Start RAW DATA

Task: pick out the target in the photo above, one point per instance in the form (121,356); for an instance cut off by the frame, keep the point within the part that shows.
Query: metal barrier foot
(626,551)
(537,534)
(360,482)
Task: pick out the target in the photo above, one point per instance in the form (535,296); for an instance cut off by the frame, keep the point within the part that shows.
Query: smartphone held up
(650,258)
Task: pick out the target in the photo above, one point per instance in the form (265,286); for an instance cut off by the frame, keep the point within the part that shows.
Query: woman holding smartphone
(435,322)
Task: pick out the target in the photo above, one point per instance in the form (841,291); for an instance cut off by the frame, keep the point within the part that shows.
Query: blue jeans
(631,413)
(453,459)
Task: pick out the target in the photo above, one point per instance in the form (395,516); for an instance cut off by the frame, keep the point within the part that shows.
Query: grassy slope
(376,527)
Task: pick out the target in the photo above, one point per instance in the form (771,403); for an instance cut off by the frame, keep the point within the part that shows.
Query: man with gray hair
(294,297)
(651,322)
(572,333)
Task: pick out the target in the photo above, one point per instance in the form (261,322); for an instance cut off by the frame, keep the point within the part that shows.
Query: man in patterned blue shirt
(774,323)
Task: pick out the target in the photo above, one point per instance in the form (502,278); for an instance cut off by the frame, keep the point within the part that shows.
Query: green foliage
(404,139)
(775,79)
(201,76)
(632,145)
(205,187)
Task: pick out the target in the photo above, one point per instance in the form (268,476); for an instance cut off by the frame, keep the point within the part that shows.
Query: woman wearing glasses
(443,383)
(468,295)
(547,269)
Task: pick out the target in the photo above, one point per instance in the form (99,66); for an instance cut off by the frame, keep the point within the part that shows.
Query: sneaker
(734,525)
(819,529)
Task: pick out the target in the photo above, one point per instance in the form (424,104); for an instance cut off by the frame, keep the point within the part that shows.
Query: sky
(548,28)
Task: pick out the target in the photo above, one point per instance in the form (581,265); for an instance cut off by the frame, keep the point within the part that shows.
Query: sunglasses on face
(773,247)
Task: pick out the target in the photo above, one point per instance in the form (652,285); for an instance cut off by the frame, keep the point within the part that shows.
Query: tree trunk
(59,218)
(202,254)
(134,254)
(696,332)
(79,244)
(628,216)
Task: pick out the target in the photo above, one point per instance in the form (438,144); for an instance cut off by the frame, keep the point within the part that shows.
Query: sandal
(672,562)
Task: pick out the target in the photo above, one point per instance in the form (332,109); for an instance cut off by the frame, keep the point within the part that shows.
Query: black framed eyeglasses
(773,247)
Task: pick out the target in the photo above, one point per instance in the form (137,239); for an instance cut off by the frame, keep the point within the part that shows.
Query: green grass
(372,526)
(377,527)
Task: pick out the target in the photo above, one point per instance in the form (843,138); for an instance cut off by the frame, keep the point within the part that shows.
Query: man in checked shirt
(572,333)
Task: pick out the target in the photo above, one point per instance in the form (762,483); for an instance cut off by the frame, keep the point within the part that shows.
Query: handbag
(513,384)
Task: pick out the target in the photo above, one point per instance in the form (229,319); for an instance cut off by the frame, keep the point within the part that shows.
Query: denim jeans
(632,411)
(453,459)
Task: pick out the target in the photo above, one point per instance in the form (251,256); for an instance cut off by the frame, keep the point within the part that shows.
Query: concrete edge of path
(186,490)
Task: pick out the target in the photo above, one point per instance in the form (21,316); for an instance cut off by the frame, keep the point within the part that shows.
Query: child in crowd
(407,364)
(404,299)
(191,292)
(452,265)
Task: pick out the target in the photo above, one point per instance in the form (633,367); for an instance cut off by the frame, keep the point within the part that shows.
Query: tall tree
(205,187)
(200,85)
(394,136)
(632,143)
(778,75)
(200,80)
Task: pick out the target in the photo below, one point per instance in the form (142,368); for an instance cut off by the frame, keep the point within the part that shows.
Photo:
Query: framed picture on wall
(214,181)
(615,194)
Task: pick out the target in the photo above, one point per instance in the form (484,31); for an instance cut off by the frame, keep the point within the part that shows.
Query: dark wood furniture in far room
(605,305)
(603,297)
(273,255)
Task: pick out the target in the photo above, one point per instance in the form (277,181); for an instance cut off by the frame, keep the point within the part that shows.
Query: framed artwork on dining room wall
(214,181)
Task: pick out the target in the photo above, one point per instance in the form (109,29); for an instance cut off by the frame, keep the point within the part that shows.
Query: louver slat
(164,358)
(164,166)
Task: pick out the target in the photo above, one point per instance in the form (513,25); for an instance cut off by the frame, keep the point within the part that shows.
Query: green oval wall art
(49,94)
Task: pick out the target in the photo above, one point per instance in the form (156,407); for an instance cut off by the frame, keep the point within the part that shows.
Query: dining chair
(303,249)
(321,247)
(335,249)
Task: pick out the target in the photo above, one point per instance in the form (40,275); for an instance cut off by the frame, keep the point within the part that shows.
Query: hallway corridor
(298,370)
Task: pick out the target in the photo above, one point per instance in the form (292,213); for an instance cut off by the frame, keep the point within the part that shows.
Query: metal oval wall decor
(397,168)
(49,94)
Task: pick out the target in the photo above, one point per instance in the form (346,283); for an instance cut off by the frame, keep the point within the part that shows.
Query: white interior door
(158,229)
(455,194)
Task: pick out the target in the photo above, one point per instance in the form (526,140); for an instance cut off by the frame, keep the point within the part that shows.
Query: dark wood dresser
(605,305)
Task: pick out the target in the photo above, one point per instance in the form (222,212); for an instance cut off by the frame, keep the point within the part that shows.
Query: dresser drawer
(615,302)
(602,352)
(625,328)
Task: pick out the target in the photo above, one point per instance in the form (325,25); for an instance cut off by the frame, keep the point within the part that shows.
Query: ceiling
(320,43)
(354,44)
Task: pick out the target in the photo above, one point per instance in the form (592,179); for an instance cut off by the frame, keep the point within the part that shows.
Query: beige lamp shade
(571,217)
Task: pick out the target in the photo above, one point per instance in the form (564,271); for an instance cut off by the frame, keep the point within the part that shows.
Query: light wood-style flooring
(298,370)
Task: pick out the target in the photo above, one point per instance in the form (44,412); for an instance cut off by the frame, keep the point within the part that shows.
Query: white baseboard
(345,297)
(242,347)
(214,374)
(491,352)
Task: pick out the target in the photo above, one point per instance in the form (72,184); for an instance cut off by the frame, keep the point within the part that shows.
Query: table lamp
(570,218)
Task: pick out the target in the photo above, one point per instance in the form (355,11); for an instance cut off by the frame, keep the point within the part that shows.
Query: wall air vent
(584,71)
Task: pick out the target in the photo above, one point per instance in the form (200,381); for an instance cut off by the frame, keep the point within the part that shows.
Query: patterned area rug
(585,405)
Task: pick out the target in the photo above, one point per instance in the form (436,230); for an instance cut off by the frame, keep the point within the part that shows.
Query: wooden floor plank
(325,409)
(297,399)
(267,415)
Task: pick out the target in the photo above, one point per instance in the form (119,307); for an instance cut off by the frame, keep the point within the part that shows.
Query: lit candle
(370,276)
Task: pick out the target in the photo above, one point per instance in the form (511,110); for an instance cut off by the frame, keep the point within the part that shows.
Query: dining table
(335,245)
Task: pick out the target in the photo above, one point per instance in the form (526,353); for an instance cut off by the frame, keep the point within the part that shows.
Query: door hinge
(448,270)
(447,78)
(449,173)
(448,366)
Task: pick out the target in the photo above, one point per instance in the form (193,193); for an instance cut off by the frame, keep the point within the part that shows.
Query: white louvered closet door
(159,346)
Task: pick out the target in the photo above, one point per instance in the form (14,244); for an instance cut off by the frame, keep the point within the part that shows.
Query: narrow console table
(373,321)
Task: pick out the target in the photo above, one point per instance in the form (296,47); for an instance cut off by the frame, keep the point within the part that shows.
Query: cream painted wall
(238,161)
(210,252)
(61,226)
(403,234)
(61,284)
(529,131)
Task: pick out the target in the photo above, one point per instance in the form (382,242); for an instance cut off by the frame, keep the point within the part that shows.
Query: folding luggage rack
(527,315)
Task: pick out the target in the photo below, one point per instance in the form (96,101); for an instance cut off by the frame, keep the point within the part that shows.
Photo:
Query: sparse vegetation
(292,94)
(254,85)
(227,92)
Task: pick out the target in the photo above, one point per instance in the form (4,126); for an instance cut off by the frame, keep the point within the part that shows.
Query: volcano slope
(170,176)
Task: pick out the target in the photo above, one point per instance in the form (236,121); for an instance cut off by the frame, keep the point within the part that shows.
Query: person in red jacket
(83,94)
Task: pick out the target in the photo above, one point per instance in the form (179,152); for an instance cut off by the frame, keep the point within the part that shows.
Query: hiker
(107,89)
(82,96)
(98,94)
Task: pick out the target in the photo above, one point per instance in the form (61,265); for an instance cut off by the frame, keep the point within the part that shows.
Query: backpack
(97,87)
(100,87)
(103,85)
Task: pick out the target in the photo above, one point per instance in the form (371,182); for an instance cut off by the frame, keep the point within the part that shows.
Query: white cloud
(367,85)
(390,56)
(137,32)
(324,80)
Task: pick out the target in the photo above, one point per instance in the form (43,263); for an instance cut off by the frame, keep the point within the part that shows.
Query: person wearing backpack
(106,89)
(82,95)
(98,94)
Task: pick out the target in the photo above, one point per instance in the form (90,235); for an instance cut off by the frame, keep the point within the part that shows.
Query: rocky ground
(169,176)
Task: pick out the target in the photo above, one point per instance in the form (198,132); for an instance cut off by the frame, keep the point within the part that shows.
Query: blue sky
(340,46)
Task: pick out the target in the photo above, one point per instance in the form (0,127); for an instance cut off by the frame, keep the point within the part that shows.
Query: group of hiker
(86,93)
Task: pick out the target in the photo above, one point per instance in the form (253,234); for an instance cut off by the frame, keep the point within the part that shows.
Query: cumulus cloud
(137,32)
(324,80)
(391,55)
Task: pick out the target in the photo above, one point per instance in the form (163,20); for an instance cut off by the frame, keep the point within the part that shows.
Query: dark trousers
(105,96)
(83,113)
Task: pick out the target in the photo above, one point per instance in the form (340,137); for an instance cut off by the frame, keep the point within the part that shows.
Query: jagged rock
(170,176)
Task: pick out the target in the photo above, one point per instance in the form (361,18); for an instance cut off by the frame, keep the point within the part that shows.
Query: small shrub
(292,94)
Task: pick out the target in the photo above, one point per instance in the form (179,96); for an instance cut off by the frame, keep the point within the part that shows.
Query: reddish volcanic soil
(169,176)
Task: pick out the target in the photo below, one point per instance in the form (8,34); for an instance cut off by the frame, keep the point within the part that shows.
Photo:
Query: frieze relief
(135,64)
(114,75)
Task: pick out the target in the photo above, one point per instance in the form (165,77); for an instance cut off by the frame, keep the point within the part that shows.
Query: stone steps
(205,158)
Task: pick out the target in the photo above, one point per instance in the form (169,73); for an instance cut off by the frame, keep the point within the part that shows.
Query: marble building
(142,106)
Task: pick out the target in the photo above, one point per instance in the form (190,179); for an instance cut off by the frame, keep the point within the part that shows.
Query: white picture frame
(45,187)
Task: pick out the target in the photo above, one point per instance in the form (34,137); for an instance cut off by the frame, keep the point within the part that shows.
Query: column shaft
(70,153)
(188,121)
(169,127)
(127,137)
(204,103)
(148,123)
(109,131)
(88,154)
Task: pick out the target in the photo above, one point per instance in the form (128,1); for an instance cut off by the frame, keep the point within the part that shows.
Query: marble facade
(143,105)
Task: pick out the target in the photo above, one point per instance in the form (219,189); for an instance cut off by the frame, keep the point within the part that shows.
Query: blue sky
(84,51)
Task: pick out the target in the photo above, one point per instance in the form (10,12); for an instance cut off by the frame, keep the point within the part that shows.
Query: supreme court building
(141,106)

End RAW DATA

== WORK REQUIRED ==
Copy out the lines from the line containing "the form (169,73);" to the end of the listing above, without alteration.

== EXERCISE SOLUTION ==
Task: pick out the target in the photo above, one point per instance in the form (169,73); for an instance cut off by the frame, keep the point within the part that shows.
Query: marble building
(142,106)
Task: pick out the target in the photo above, one point per instance in the form (190,179); for an instance cut off by the frame, keep the point within the part that shows.
Query: white picture frame
(45,187)
Task: pick out the target in the photo above, one point per instance in the form (34,137); for an instance cut off by the frame, keep the point within the part that shows.
Query: column shaft
(70,153)
(188,121)
(169,127)
(127,137)
(204,103)
(148,123)
(109,131)
(88,154)
Task: pick out the target in the photo above, one point per instance in the form (128,1); for an instance cut off by the frame, keep the point within the part that shows.
Query: marble facade
(143,105)
Task: pick out the target in the photo above, one point per instance in the form (219,189); for an instance cut off by the frame, keep the point within the part that shows.
Query: blue sky
(84,51)
Task: pick out the target in the photo above, one point per instance in the form (10,12); for an instance cut off by the frame, keep the point within the part that shows.
Query: supreme court building
(141,106)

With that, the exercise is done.